● TEXTO DO EXERCÍCIO
J-A 252, Jan–Abr 2015, p. 524–535

André Tavares / Rui Mendes (texto) / Valter Vinagre (fotografia)

UM OFÍCIO VULNERÁVEL

Igreja em Saint-Jacques-de-la-Lande, Rennes.
Projecto de Álvaro Siza

Aparentemente é simples: as paredes são em betão branco descofrado, as caixilharias padronizadas em perfil misto de madeira e alumínio, os pavimentos em pedra mármore ou resina epóxi, as paredes interiores em gesso cartonado. Parece não haver nada que possa enganar. Talvez por isso, o projecto da igreja de Rennes conduziu a um impasse: entregue o dossier de execução, os responsáveis pela construção informaram o autor do projecto de que “fazer a pormenorização estava fora de questão, isso deveria ficar a cargo de ‘especialistas’”. O arquitecto, ciente da sua responsabilidade, defendeu-se: “Se assim for, este projecto não se constrói.”

Entradas guardadas
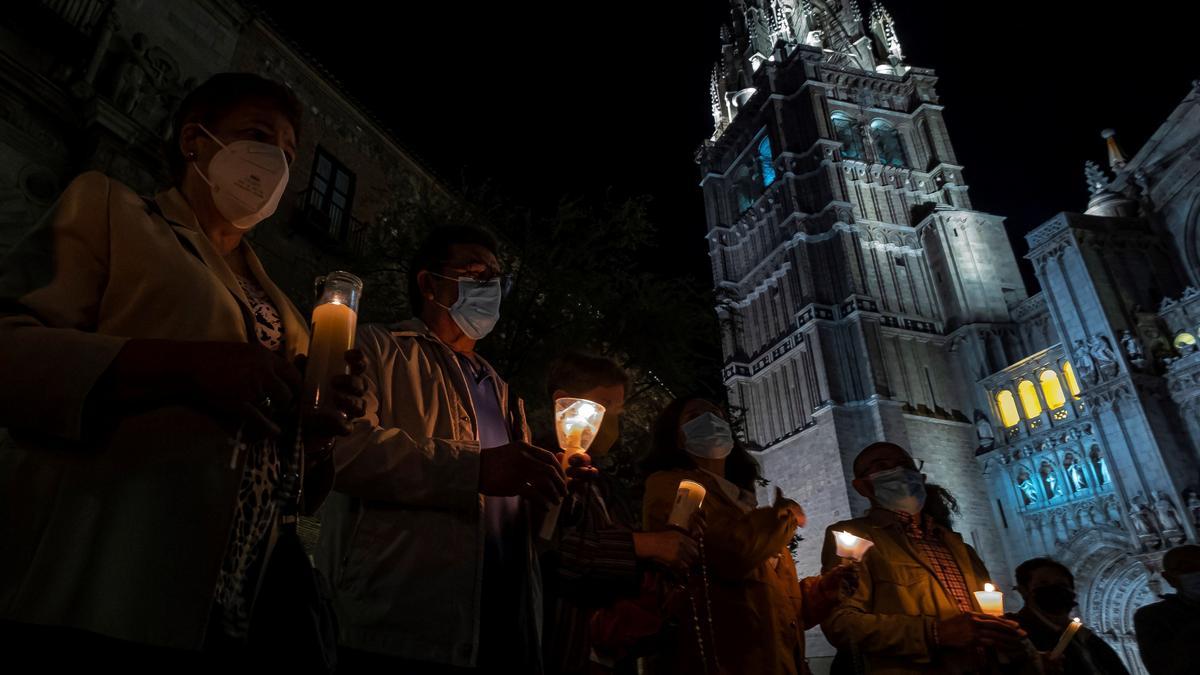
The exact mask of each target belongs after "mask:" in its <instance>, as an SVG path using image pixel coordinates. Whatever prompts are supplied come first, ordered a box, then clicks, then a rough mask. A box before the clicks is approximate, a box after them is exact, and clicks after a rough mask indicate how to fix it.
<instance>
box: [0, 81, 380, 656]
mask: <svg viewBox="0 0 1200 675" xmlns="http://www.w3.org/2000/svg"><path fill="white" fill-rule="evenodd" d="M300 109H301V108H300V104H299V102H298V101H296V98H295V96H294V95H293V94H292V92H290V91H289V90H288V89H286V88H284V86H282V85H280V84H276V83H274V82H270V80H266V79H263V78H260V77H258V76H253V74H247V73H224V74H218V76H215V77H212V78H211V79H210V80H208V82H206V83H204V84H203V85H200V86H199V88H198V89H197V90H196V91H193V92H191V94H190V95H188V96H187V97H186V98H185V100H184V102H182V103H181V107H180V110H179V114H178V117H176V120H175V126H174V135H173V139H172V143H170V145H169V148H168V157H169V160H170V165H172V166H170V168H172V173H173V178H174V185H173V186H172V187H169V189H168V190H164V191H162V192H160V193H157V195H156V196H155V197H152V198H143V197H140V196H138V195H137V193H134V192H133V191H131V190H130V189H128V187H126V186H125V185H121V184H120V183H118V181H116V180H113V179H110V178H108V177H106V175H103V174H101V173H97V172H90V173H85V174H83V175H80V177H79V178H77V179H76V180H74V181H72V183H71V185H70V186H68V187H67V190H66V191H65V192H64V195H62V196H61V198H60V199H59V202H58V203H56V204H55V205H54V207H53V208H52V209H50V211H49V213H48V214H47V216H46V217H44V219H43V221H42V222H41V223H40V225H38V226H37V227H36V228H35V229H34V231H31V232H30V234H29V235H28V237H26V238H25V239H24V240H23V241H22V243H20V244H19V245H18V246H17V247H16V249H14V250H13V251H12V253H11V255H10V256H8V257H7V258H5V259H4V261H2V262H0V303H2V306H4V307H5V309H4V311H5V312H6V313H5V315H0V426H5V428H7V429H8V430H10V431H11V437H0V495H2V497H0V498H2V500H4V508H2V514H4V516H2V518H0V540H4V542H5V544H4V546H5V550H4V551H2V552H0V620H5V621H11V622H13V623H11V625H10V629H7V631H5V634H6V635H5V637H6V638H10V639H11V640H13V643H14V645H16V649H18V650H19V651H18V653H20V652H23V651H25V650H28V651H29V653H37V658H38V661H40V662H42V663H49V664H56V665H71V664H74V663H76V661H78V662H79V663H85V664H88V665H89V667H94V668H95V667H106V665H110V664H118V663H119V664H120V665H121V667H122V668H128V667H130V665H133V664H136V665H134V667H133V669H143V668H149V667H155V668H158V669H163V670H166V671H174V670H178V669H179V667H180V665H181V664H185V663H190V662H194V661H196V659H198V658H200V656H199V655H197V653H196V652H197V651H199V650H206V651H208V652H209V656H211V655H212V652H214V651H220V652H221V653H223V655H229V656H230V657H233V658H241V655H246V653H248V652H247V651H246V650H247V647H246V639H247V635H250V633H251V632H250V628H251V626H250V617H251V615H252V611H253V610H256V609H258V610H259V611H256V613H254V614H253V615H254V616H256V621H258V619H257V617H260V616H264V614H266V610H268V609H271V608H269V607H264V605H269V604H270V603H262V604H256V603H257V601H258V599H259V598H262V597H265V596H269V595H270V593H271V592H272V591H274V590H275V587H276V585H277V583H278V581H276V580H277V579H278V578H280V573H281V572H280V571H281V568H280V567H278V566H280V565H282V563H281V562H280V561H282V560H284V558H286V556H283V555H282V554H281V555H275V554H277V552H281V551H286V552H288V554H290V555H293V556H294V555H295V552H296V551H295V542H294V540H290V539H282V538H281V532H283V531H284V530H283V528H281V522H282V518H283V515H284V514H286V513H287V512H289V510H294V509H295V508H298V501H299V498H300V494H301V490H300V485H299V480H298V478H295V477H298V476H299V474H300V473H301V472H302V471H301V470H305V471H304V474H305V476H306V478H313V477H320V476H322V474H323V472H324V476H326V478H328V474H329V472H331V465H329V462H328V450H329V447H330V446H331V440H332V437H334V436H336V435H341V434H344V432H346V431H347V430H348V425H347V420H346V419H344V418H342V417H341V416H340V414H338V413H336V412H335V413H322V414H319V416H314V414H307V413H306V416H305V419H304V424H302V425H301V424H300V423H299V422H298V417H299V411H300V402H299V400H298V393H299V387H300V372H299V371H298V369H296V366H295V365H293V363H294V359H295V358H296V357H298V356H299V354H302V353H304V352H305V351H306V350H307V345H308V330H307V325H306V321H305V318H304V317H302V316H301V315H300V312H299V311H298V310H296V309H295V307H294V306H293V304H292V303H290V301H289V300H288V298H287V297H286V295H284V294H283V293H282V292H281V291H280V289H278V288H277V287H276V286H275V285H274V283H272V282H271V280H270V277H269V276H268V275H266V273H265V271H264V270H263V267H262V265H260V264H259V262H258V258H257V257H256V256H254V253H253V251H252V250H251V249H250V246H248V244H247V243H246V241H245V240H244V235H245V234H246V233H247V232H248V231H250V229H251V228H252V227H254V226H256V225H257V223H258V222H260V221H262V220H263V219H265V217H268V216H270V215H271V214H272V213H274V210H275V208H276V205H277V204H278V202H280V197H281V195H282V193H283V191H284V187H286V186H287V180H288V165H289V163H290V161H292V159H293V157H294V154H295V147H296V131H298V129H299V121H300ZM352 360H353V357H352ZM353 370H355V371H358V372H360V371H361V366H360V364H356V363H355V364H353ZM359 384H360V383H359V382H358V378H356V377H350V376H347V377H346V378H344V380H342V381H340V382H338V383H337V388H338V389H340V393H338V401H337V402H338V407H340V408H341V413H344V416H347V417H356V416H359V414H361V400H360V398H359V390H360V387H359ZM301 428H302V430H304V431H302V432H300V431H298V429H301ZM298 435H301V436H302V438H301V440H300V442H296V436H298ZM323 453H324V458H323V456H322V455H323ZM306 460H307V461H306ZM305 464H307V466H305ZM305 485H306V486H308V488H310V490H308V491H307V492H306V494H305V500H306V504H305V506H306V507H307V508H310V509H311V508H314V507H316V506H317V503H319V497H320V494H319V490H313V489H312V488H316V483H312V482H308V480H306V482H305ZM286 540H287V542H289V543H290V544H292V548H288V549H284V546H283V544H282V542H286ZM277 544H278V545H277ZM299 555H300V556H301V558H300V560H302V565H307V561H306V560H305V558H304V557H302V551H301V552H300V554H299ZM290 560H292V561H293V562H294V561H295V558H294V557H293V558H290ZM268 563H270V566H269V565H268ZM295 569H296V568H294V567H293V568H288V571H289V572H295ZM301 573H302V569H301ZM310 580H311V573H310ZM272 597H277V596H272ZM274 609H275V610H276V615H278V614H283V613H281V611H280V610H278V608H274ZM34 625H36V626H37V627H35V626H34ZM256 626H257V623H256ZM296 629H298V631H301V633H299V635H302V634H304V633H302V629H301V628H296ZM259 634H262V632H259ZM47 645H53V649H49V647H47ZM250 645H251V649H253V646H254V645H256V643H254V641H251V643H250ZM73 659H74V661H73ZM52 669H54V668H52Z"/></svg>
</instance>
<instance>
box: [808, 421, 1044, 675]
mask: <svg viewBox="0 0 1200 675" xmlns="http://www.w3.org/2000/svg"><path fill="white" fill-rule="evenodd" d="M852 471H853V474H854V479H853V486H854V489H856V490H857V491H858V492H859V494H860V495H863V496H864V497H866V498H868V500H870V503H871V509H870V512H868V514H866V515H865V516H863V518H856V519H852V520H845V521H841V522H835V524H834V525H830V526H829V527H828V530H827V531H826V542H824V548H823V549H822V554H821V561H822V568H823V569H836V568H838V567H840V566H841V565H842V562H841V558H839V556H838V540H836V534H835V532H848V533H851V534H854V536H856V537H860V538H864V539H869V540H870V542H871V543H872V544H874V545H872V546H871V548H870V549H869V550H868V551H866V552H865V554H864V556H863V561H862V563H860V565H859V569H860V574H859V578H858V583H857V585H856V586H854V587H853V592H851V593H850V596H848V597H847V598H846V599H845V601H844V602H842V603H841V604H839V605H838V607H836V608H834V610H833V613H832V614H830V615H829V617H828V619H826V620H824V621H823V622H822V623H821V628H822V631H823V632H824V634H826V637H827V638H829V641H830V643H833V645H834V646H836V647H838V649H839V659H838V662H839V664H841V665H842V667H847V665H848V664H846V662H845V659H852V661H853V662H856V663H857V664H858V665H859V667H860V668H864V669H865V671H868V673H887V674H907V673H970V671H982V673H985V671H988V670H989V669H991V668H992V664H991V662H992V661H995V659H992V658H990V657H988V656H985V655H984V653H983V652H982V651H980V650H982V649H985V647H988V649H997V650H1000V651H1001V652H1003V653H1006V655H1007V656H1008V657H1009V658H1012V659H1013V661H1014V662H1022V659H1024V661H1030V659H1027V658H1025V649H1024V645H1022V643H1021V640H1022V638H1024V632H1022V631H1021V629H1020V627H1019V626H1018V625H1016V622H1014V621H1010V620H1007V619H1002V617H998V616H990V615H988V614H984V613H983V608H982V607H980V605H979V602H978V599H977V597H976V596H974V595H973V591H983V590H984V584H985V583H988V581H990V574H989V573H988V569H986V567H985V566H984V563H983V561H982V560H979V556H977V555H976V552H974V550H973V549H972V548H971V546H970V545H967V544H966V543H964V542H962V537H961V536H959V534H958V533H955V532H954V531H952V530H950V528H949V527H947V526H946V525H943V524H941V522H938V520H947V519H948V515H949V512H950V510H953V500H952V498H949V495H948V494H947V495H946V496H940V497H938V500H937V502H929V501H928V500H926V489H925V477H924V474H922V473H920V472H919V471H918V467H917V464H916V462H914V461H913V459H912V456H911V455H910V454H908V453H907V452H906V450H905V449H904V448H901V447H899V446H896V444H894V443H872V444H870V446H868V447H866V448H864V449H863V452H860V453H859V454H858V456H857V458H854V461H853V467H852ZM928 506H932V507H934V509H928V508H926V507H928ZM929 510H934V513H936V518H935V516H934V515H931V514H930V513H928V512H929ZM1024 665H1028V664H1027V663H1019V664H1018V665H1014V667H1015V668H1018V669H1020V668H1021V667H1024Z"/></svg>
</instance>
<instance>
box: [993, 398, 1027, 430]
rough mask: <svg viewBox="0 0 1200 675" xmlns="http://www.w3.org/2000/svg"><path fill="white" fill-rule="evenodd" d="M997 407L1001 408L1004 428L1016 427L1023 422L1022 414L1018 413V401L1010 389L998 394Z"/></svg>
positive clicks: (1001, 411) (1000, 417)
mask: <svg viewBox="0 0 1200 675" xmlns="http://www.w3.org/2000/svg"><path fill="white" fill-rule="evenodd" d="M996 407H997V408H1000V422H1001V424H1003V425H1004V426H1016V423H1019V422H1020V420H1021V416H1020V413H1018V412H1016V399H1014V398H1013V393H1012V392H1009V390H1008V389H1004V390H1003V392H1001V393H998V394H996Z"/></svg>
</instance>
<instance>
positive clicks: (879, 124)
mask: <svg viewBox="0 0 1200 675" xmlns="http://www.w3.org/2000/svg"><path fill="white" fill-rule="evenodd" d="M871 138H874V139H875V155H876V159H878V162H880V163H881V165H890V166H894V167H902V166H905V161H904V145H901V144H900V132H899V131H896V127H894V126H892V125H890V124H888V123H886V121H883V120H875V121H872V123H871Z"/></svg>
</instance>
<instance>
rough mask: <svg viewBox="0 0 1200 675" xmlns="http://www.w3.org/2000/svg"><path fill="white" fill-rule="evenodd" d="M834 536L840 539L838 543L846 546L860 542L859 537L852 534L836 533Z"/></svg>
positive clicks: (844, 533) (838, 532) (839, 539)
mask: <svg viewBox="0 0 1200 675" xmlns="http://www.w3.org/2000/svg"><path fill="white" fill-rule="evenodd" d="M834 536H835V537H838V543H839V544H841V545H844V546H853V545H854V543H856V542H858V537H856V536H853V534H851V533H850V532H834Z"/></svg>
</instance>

● VERIFIQUE A COMPREENSÃO
(a) Edite o trecho do texto sobre a igreja de Álvaro Siza que abre com as palavras que contêm "J-A 252, Jan–Abr 2015, p." e fecha com "em Saint-Jacques-de-la-Lande, Rennes.", substituindo "Rennes" por "Nantes".
(b) No texto sobre a igreja de Álvaro Siza, de que material são feitas as paredes interiores?
(c) Prossiga o texto sobre a igreja de Álvaro Siza a partir da última frase apresentada.

● RESPOSTAS POR ORDEM
(a)
J-A 252, Jan–Abr 2015, p. 524–535

André Tavares / Rui Mendes (texto) / Valter Vinagre (fotografia)

UM OFÍCIO VULNERÁVEL

Igreja em Saint-Jacques-de-la-Lande, Nantes.

(b) São em gesso cartonado.

(c)
FORMA CLARA

A nave da igreja é um prisma cilíndrico inserido entre quatro torreões que conformam a volumetria paralelepipédica da construção. Há uma clareza na forma que torna explícita a natureza singular do espaço, quer na expressão exterior do edifício e na sua relação com os prédios de habitação envolventes (e a pequena torção que retoma o alinhamento de uma antiga capela adjacente), quer na ordenação dos movimentos e iluminação natural no interior. “Os apoios à teatralidade da missa”, na expressão de Siza, configuram uma segunda geometria interna de organização do altar, baptistério, posição da cruz e do sacrário. A rotação diagonal da posição da assembleia, a 45 graus relativamente ao eixo de movimento de chegada, confere a surpresa necessária para garantir a singularidade do espaço, e dirige a localização dos elementos em função dos torreões, que captam feixes de iluminação zenital que destacam o altar, o sacrário, o púlpito e a pia baptismal, e configuram o carácter sagrado do lugar. Os outros dois torreões são ocupados por escadas que conduzem ao nível da nave da igreja.

As salas de actividades da paróquia estão no piso térreo em continuidade visual e funcional com a praça contígua, a forma como um dos torreões se liberta do chão torna evidente o caminho de acesso à igreja.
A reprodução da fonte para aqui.